* **Excerpted records**:

# # # # # # #

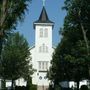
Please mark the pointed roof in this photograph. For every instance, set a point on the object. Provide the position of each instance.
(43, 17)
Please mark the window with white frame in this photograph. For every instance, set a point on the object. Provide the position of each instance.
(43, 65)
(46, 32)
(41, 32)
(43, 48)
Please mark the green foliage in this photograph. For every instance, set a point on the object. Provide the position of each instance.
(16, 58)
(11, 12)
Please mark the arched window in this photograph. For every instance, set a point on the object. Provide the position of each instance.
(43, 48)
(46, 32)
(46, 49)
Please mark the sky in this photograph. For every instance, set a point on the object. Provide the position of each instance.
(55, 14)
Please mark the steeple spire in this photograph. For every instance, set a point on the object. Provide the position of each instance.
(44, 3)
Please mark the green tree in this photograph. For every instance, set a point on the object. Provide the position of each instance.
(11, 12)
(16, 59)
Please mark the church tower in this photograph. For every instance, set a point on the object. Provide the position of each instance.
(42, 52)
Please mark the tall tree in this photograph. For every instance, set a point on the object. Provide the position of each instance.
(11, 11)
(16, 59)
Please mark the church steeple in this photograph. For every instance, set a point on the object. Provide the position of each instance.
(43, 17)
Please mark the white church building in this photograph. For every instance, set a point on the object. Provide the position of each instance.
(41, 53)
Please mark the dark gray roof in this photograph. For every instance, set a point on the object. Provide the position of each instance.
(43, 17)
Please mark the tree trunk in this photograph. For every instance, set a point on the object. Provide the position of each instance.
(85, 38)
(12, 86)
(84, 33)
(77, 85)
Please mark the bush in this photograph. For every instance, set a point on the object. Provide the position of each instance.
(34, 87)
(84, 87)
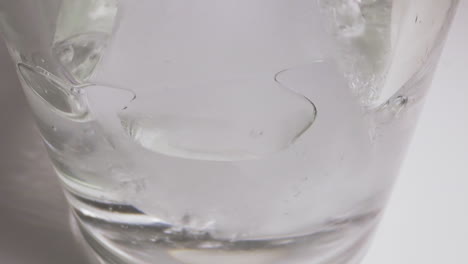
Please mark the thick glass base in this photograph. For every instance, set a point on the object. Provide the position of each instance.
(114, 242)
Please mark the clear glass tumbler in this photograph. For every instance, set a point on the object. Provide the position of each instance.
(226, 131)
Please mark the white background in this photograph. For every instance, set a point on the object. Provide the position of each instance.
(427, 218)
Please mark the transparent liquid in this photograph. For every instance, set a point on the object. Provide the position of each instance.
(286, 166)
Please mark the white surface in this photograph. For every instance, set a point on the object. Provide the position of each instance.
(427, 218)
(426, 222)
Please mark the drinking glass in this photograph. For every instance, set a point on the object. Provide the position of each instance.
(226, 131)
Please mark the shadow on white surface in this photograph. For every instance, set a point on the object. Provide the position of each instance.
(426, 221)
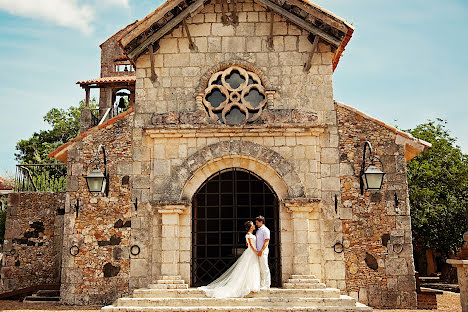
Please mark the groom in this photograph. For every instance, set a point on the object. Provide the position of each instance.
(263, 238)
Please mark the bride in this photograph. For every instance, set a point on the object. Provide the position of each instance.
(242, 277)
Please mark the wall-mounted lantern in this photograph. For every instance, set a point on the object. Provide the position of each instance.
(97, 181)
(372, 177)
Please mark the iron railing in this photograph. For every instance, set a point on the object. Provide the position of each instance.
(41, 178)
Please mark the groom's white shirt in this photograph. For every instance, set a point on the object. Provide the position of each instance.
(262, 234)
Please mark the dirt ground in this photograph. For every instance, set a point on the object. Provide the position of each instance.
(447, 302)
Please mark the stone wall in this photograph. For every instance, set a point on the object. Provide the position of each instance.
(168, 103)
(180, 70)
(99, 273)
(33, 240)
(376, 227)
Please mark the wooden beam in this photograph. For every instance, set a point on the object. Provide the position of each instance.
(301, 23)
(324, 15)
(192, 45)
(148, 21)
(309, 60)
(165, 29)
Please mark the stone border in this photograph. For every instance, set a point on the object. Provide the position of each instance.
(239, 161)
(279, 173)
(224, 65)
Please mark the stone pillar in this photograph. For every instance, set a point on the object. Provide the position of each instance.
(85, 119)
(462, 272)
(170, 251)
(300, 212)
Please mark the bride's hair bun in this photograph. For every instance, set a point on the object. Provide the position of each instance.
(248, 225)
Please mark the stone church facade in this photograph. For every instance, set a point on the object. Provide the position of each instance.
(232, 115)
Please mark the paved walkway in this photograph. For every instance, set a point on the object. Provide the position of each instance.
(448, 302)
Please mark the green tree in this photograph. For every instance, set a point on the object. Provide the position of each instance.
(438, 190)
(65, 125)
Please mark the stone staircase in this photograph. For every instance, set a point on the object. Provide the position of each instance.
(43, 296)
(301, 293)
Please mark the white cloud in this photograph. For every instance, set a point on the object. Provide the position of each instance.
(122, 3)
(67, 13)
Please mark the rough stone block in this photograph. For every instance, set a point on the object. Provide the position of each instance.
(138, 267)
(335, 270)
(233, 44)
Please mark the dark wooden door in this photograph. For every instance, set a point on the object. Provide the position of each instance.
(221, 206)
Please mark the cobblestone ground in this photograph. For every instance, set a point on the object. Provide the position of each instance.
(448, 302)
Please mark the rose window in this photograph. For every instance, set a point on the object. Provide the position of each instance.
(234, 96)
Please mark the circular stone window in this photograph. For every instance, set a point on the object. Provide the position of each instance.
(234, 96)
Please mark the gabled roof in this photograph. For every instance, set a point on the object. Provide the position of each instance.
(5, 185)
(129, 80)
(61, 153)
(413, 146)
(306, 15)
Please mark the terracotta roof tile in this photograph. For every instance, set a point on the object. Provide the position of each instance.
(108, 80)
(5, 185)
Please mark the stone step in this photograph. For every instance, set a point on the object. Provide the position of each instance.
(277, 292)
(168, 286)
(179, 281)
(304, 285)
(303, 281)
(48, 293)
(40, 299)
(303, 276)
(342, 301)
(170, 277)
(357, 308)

# # # # # # #

Your job is to transcribe the records exactly and in full. Pictures are not part of the copy.

* **Solution to this task**:
Please mark the pointed roof in this photograph. For every instance, set a point on the object. Provide the position of each instance.
(43, 17)
Please mark the window with white frame in this photograph. For every instance, set a point on the object. Provide the position of each instance.
(43, 65)
(46, 32)
(41, 32)
(43, 48)
Please mark the green foliage in this photograph. For every instance, set a point on the object. Provide the position of each instance.
(16, 58)
(11, 12)
Please mark the arched window in this photograph. For every instance, set a point on the object. Provide the position of each instance.
(43, 48)
(46, 32)
(46, 49)
Please mark the sky in this photograph. For every instance, set a point on the object. Provide the position of each instance.
(55, 14)
Please mark the steeple spire in this photograph. For every instance, set a point on the object. Provide the position of each instance.
(44, 3)
Please mark the green tree in this photograph. For every instance, set a point on the object. Provide the position of each instance.
(11, 12)
(16, 59)
Please mark the church tower in this photograph. For every instance, set a point on the object. Provide the position of each instance.
(42, 52)
Please mark the tall tree in this photograph. For every instance, set a point on the object. Provide the position of each instance.
(11, 11)
(16, 59)
Please mark the church steeple in this photograph. For every instance, set a point on the object. Provide the position of each instance.
(43, 17)
Please mark the white church building in this photograph. For every instance, set a point on the object. Provide the position of each instance.
(41, 53)
Please mark the dark gray roof in this photograph. For every instance, set a point on the object. Provide the position of each instance.
(43, 17)
Please mark the tree trunk in this photograph. For every instance, set a point on the object. Provide the position of each instance.
(85, 38)
(12, 86)
(84, 33)
(77, 85)
Please mark the bush in this photograph. For every instance, set a point on the object. Provide the position of each instance.
(34, 87)
(84, 87)
Please mark the thick glass base in this photograph. For every instance, set a point on the object. Provide the position of each instance.
(114, 242)
Please mark the clear glass tumbler in this photograph. For every instance, set a point on the object. Provide the position of each instance.
(226, 131)
Please mark the white background in this photograph. For every instance, set a point on the object. Provide the position of each instance.
(427, 218)
Please mark the transparent liquid in this photograph. For every instance, set a point on the object. Provide the position of each instance.
(286, 166)
Please mark the white surface in this photograph. For every instance, set a point on the object. Provide the position of each instance.
(427, 218)
(426, 222)
Please mark the drinking glass in this photograph. For every instance, set a point on the object. Provide the position of each instance.
(226, 131)
Please mark the shadow on white surface in this photograph. For every instance, set a point on the object. Provide the position of each instance.
(426, 221)
Please mark the groom in this photograph. For every instance, set a point on the object. Provide the position of each instance.
(263, 238)
Please mark the bride in this photograph. For every instance, set a point on the object. Provide the position of each instance.
(242, 277)
Please mark the wall-mounted lantern in this photograph. For every instance, set a point on the object. Provide the position of each instance.
(97, 181)
(372, 177)
Please mark the iron railing in this photograph. For every instance, set a point on the object. Provide the position of each instance.
(41, 178)
Please mark the groom's white shirt in this photograph. For every instance, set a point on the object. Provide the position of each instance.
(262, 234)
Please mark the dirt ground in this photograph. For every instance, set a point on the object. Provide the position of each instance.
(447, 302)
Please mark the stone wall in this photograph. For every instance, set a point on the object. Provide the position of each instance.
(168, 103)
(180, 70)
(99, 273)
(33, 240)
(376, 227)
Please mark the wooden beam in this photograph. For every instance, set a point on the object. Provide the position of each instance.
(301, 23)
(324, 15)
(192, 45)
(148, 21)
(309, 60)
(165, 29)
Please mark the stone border in this photograph. For every instance, set a point on the object. Provide the position of each instance.
(239, 161)
(279, 173)
(224, 65)
Please mark the stone pillar in this photograph. For every instance, set a point on the object. Provide the position of each instance.
(85, 119)
(462, 272)
(170, 251)
(300, 212)
Please mark the bride's hair bun in this photograph. For every instance, set a point on the object. Provide the position of each instance.
(248, 225)
Please mark the stone church facade in this photograph. For every instance, set a point on the object. Provide the position of each instance.
(232, 115)
Please mark the paved walkway in this photograph. For every instance, set a point on the object. Provide the position of each instance.
(448, 302)
Please mark the green tree in this photograph. For every instance, set a point on the object. Provide the position of each instance.
(438, 190)
(65, 125)
Please mark the stone staircase in this photograph. For every instance, set a point on the object. Provide the position of each instance.
(43, 296)
(301, 293)
Please mark the white cloud in this photograph. For every instance, set a point on the object. Provide the position of each instance.
(122, 3)
(67, 13)
Please mark the rough stone block in this photograph. For every instance, set a point on the object. Provide the position of each instance.
(138, 267)
(335, 270)
(233, 44)
Please mark the dark wooden door in this photograph. For every instance, set a point on the object. Provide the position of each instance.
(221, 206)
Please mark the cobblestone ground in this photograph. For every instance, set a point on the object. Provide the position of each instance.
(448, 302)
Please mark the rose window in this photograph. For every instance, set a point on the object. Provide the position of each instance.
(234, 96)
Please mark the circular stone window in this photograph. For every instance, set a point on the object. Provide the position of each instance.
(234, 96)
Please mark the gabled roof in this photograph. For every instance, set a point on the object. Provide the position of each instance.
(5, 185)
(129, 80)
(61, 153)
(413, 146)
(306, 15)
Please mark the terracotta roof tile in this photograph. For every instance, set a point on the object. Provide the position of each instance.
(108, 80)
(5, 185)
Please mark the stone step in this photograph. For every instance, set a point on the object. Provide the position of each instance.
(277, 292)
(168, 286)
(179, 281)
(304, 285)
(303, 281)
(48, 293)
(40, 299)
(303, 276)
(342, 301)
(170, 277)
(357, 308)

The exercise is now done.